Entries drawn from a collection:

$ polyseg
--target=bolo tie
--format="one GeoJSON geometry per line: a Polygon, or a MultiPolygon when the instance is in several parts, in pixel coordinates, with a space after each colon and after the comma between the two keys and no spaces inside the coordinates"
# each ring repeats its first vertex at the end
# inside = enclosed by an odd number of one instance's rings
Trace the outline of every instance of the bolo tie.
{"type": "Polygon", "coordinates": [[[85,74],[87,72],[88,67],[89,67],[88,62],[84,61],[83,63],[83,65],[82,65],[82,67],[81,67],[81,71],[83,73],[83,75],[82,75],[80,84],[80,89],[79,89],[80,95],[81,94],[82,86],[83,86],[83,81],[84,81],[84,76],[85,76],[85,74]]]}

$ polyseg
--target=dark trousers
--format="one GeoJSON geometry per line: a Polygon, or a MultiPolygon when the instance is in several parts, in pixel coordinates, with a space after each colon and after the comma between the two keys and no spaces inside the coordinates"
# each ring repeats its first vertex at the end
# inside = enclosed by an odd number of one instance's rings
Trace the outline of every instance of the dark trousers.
---
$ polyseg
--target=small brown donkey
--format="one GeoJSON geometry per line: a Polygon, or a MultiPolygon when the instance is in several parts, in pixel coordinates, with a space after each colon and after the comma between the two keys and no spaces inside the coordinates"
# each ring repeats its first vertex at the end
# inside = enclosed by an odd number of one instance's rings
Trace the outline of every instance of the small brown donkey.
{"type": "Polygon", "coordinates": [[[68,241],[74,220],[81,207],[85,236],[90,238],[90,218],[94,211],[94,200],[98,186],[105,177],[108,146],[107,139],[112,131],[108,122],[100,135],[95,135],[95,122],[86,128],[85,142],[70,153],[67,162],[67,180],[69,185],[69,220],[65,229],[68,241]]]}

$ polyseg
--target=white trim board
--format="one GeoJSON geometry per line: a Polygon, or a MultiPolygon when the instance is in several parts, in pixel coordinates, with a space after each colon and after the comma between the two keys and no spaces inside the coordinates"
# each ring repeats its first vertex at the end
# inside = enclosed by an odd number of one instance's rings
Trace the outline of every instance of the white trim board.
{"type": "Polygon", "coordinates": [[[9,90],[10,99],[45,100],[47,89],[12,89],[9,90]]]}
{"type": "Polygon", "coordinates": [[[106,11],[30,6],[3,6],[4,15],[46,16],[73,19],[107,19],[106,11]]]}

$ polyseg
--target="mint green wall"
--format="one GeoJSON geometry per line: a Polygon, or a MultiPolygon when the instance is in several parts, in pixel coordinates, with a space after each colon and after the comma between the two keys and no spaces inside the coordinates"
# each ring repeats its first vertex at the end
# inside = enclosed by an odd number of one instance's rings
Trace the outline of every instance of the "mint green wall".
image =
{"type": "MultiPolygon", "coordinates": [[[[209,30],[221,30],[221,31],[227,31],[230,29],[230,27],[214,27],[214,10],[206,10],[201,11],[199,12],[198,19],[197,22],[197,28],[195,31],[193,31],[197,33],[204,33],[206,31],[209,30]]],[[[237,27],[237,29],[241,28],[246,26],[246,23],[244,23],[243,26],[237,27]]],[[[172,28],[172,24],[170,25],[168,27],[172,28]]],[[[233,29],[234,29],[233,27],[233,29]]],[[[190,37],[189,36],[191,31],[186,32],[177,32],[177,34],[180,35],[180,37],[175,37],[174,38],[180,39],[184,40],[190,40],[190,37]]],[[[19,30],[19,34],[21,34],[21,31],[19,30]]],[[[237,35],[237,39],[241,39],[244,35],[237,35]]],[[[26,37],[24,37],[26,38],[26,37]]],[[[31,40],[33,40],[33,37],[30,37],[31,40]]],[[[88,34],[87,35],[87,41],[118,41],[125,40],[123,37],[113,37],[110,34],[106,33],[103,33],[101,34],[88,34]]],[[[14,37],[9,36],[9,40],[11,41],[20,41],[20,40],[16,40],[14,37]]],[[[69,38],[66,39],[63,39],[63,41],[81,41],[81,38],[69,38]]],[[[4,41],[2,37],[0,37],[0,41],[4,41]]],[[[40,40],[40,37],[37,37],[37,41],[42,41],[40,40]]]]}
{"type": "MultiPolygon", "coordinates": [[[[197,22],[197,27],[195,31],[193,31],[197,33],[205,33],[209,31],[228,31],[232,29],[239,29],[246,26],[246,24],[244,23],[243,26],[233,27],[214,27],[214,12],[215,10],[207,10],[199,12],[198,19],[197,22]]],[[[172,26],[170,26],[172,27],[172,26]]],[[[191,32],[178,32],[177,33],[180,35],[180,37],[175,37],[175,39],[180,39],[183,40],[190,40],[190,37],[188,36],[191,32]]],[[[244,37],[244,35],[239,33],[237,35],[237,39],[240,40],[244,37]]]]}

## Objective
Pull out each line of the listing that contains the word "every" and copy those lines without changes.

## Solved problem
Trace the outline of every instance of the bolo tie.
Trace the outline of every instance of the dark trousers.
Trace the outline of every instance of the small brown donkey.
Trace the outline of every instance of the white trim board.
Trace the outline of every instance of the "mint green wall".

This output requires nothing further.